- [Given exercise 1]:
From the Gaelic grammar notes, answer:
(a) What does iar signify in the Irish dialect?
(b) What was anciently added to the Root to form the Imperative?
(c) The authors of which work borrowed an idiom from the Irish dialect?
- [Given exercise 2]: Rewrite the Gaelic grammar notes, beginning at the words "[55] The Imperative" and stopping after "be well doubted.", with "Imperative" changed to "Imperative Mood".

In comparing the Scottish and Irish dialects of the Gaelic, it may be inferred that the former, having less of inflection or _incorporation_, than the latter, differs less from the parent tongue, and is an older branch of the Celtic, than its sister dialect. It were unfair, however, to deny that the Irish have improved the Verb, by giving a greater variety of inflection to its _Numbers_ and _Persons_, as well as by introducing a simple Present Tense. The authors of our metrical version of the Gaelic Psalms were sensible of the advantage possessed by the Irish dialect in these respects, and did not scruple to borrow an idiom which has given grace and dignity to many of their verses.
[53] Such at least is the common practice in writing, in compliance with the common mode of colloquial pronunciation. It might perhaps be better to retain the full form of the Preposition, in grave pronunciation, and always in writing. It is an object worthy of attention to preserve radical articulations, especially in writing; and particularly to avoid every unnecessary use of the monosyllable _a_, which, it must be confessed, recurs in too many senses.
[54] The Preposition iar has here been improperly confounded with air _on_. I have ventured to restore it, from the Irish Grammarians. Iar is in common use in the Irish dialect, signifying _after_. Thus, iar sin _after that_, iar leaghadh an tshoisgeil _after reading the Gospel_, iar sleachdadh do niomlan _after all have kneeled down_, iar seasamh suas _after standing up_, &c. See "Irish Book of Common Prayer." Air, when applied to time, signifies not _after_, but _at_ or _on_, air an am so, air an uair so _at this time_, air an la sin _on that day_. There is therefore sufficient reason to believe that, in the case in question, iar is the proper word; and that it has been corruptly supplanted by air.
[55] The Imperative seems to have been anciently formed by adding _tar_ to the Root. This form is still retained in Ireland, and in some parts of Scotland, chiefly in verbs ending in a Lingual; as, buailtear, deantar. (See the Lord's Prayer in the older editions of the Gaelic Version of the Assembly's Catechism; also, the "Irish N. Test." Matt. vi. 10. Luke xi. 2.) In other verbs, the _t_ seems to have been dropped in pronunciation. It was, however, retained by the Irish in writing, but with an aspiration to indicate its being quiescent; thus, togthar, teilgthear, "Ir. N. T." Matt. xxi. 21, Mark xi. 23, crochthar, Matt. xxvii. 22. So also the "Gaelic N. T." 1767, deanthar. Matt. vi. 10, Luke xi. 2. In the later publications the _t_ has been omitted altogether, with what propriety may be well doubted.

- [Supplied data]:
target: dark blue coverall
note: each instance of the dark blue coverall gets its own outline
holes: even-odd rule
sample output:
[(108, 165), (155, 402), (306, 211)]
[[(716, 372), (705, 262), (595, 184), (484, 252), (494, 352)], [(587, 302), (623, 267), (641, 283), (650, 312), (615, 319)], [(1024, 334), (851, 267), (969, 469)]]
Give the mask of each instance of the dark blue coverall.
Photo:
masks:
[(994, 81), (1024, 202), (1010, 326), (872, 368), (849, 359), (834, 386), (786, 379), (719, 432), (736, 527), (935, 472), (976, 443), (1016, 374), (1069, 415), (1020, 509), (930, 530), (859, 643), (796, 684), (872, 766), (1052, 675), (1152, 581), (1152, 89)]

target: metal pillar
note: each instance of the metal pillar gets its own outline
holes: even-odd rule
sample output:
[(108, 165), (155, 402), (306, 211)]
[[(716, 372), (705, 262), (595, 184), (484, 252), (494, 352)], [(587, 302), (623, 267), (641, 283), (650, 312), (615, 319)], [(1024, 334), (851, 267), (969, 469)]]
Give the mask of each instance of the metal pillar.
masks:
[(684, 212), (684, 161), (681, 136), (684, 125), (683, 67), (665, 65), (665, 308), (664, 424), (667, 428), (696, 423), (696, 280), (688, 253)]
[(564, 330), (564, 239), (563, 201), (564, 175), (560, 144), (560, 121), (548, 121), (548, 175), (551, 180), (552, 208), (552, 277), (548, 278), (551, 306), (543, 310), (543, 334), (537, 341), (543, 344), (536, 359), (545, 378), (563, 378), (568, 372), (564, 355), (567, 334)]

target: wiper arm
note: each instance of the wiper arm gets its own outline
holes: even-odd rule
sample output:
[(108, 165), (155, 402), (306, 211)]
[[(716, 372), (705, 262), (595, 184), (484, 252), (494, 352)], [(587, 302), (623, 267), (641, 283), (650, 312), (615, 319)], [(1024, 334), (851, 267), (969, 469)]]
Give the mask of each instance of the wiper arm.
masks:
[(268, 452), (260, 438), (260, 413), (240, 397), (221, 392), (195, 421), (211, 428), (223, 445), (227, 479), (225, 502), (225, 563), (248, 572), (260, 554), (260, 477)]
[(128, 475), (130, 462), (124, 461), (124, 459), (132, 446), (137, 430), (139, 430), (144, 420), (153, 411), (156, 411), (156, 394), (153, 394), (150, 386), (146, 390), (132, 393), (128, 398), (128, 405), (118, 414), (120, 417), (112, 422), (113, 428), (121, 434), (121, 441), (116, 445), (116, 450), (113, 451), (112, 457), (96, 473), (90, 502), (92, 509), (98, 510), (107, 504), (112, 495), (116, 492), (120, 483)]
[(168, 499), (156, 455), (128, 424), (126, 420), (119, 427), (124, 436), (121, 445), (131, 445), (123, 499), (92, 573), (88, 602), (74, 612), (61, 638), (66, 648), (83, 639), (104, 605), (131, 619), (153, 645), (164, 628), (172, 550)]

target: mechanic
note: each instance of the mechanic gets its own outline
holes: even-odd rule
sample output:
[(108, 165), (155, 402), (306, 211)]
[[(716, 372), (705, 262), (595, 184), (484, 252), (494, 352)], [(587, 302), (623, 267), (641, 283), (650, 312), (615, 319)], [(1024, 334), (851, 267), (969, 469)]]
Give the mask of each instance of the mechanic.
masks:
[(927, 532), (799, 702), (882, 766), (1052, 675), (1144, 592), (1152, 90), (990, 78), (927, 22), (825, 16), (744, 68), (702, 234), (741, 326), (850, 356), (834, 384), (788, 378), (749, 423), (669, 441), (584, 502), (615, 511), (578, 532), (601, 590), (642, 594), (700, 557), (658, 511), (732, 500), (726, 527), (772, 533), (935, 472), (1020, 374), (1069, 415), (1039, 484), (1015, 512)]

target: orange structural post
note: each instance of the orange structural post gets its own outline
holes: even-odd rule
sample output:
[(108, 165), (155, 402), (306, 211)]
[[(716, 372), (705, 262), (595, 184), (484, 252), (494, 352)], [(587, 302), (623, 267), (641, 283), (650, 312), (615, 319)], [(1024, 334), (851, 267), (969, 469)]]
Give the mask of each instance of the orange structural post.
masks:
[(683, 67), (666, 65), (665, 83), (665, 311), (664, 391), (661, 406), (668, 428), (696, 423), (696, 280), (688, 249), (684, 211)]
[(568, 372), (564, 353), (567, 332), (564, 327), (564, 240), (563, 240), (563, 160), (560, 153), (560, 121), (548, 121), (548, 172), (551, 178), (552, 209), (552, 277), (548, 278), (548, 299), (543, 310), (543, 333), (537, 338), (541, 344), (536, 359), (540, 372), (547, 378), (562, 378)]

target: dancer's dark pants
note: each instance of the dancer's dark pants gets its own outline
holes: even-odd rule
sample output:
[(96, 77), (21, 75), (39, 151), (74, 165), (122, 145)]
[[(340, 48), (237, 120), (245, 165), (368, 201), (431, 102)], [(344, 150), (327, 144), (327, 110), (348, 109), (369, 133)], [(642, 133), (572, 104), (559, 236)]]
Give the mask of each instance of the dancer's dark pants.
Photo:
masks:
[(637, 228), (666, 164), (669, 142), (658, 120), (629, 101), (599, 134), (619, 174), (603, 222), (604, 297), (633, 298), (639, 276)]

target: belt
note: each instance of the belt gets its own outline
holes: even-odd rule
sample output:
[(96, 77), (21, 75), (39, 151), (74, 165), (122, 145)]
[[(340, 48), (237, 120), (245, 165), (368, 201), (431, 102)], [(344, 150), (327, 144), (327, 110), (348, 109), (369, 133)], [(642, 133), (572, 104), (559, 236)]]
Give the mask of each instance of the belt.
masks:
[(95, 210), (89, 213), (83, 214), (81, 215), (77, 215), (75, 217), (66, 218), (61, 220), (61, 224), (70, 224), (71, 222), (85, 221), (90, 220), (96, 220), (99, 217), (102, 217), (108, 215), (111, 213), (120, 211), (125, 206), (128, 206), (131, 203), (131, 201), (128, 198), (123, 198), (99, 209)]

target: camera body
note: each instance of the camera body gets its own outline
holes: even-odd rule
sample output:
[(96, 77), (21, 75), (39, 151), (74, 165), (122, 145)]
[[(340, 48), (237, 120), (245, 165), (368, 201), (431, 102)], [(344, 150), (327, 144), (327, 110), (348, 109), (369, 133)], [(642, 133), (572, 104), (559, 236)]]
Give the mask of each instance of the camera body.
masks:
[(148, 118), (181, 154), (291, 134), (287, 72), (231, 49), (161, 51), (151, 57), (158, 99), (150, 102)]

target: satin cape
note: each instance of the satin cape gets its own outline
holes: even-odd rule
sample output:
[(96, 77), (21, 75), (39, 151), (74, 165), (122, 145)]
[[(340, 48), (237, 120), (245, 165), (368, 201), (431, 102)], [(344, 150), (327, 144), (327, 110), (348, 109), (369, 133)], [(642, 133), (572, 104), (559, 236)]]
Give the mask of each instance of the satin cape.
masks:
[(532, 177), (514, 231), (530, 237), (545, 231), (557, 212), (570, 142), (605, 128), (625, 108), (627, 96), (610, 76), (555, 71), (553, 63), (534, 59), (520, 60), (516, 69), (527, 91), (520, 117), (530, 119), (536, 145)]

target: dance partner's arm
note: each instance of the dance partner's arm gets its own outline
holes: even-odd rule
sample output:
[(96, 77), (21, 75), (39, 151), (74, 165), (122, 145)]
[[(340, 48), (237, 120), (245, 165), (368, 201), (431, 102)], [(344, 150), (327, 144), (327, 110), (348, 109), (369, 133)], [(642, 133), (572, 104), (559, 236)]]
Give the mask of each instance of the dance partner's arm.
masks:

- [Written solution 1]:
(a) _After_.
(b) _tar_.
(c) The metrical version of the Gaelic Psalms.

- [Written solution 2]:
[55] The Imperative Mood seems to have been anciently formed by adding _tar_ to the Root. This form is still retained in Ireland, and in some parts of Scotland, chiefly in verbs ending in a Lingual; as, buailtear, deantar. (See the Lord's Prayer in the older editions of the Gaelic Version of the Assembly's Catechism; also, the "Irish N. Test." Matt. vi. 10. Luke xi. 2.) In other verbs, the _t_ seems to have been dropped in pronunciation. It was, however, retained by the Irish in writing, but with an aspiration to indicate its being quiescent; thus, togthar, teilgthear, "Ir. N. T." Matt. xxi. 21, Mark xi. 23, crochthar, Matt. xxvii. 22. So also the "Gaelic N. T." 1767, deanthar. Matt. vi. 10, Luke xi. 2. In the later publications the _t_ has been omitted altogether, with what propriety may be well doubted.